◆ **TEXT**
2012 Stoking Another Deadly Recession
Economics / Recession 2012 Jan 10, 2012 - 08:09 AM GMTOur weekly update, published here takes a look at economic fundamentals across EU, US and UK while also looking at charts from FX markets and bond markets. Data has been mixed over the last few months with a case being made for US and UK to outperform all other markets while EU economies present a mixed picture with Germany standing out. But even then, we believe there are kinks in the growth picture across US, UK and EU as EURO crisis is expected to take an iron grip of the flow of credit over the next few months. Over EUR 1 trillion are set to be rolled over.
So while 2011 does present a mixed economic health picture, we believe the full effects of EUR crisis is to be seen in 2012.
A quick glance over economic data from Germany, US and UK and ECB purchases and strategies follows.

◆ **REQUIREMENT 1**
Format the entries below as a JSON list of strings, one string per line, with blank lines omitted and the pictures left out.

◆ **SUPPLIED MATERIAL**
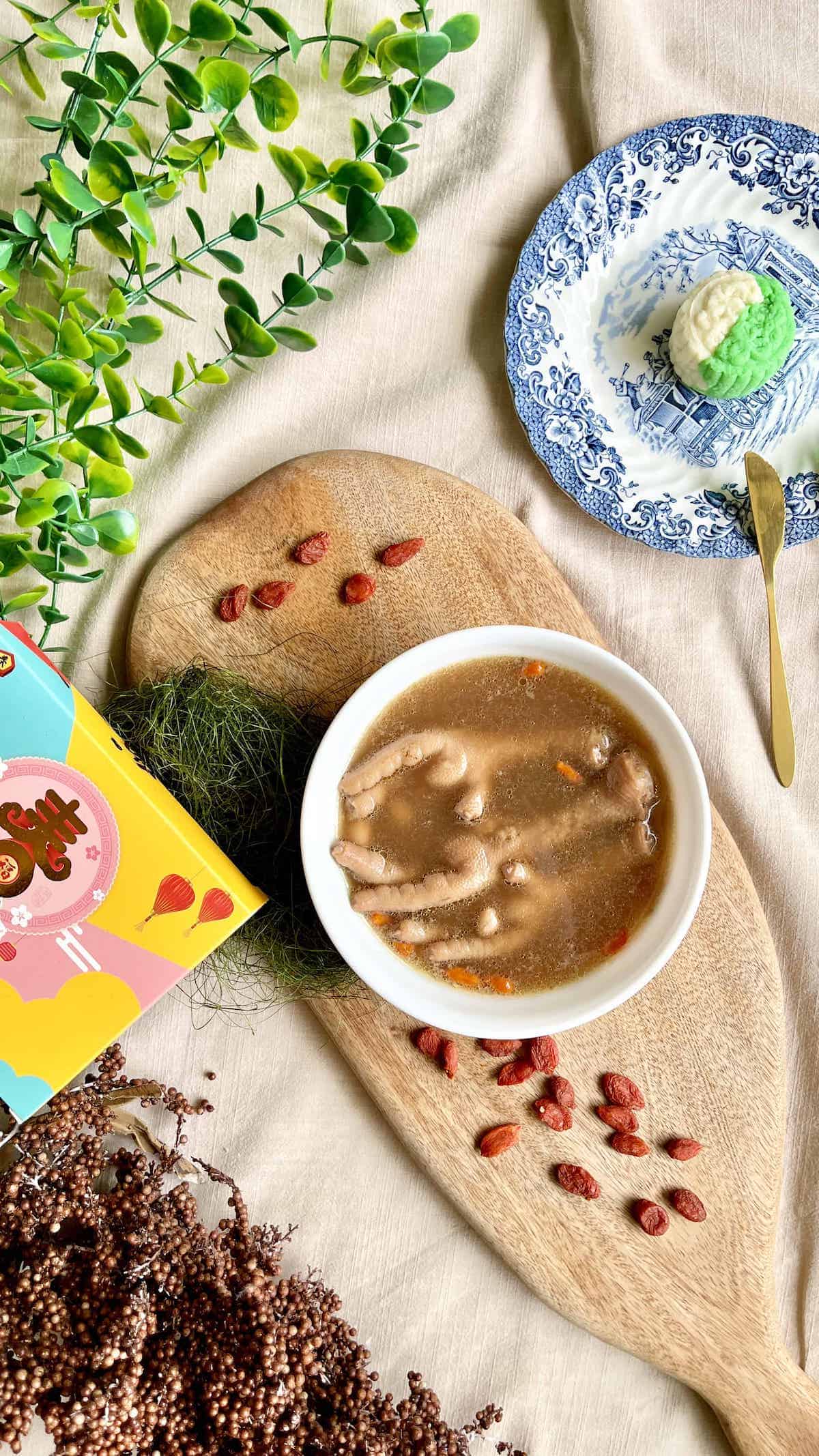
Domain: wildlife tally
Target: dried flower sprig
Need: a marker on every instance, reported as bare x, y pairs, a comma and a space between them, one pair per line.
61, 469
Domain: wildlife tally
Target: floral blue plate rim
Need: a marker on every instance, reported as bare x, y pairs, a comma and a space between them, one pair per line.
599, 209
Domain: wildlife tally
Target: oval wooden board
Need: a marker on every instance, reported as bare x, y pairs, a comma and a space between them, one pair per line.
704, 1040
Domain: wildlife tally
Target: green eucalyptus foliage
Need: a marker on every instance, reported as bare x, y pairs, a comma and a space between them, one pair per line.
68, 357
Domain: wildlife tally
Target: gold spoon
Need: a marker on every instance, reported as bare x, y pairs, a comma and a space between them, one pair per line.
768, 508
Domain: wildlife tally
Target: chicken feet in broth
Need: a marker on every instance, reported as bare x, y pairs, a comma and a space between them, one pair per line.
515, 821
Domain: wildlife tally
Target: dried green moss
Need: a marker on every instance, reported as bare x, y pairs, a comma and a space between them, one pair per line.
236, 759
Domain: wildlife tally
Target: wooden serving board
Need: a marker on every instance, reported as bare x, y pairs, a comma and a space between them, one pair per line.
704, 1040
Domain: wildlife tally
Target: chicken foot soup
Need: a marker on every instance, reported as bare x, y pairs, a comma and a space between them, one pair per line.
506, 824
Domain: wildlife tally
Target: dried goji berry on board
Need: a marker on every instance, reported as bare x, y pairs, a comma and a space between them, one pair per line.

◆ **REQUIREMENT 2**
Write out the part of the recession commentary that begins at the words "So while 2011" and stops after "and strategies follows.".

◆ **FINAL RESULT 1**
[
  "Domain: wildlife tally",
  "Target: dried flower sprig",
  "Need: a marker on every instance, reported as bare x, y pairs, a comma and a space between them, one pair per line.",
  "61, 469",
  "Domain: wildlife tally",
  "Target: floral blue plate rim",
  "Need: a marker on every instance, reported as bare x, y pairs, a comma and a space between them, one pair per line.",
  "599, 209",
  "Domain: wildlife tally",
  "Target: oval wooden board",
  "Need: a marker on every instance, reported as bare x, y pairs, a comma and a space between them, one pair per line.",
  "704, 1040",
  "Domain: wildlife tally",
  "Target: green eucalyptus foliage",
  "Need: a marker on every instance, reported as bare x, y pairs, a comma and a space between them, one pair per line.",
  "68, 357",
  "Domain: wildlife tally",
  "Target: gold spoon",
  "Need: a marker on every instance, reported as bare x, y pairs, a comma and a space between them, one pair per line.",
  "768, 508",
  "Domain: wildlife tally",
  "Target: chicken feet in broth",
  "Need: a marker on every instance, reported as bare x, y pairs, a comma and a space between them, one pair per line.",
  "515, 821",
  "Domain: wildlife tally",
  "Target: dried green moss",
  "Need: a marker on every instance, reported as bare x, y pairs, a comma and a space between them, one pair per line.",
  "236, 759",
  "Domain: wildlife tally",
  "Target: wooden serving board",
  "Need: a marker on every instance, reported as bare x, y pairs, a comma and a space between them, one pair per line.",
  "704, 1040",
  "Domain: wildlife tally",
  "Target: chicken foot soup",
  "Need: a marker on every instance, reported as bare x, y pairs, a comma and a space between them, one pair per line.",
  "506, 824",
  "Domain: wildlife tally",
  "Target: dried goji berry on board",
  "Need: a marker on every instance, reported as bare x, y pairs, a comma and a space between them, one pair per line."
]

◆ **FINAL RESULT 2**
So while 2011 does present a mixed economic health picture, we believe the full effects of EUR crisis is to be seen in 2012.
A quick glance over economic data from Germany, US and UK and ECB purchases and strategies follows.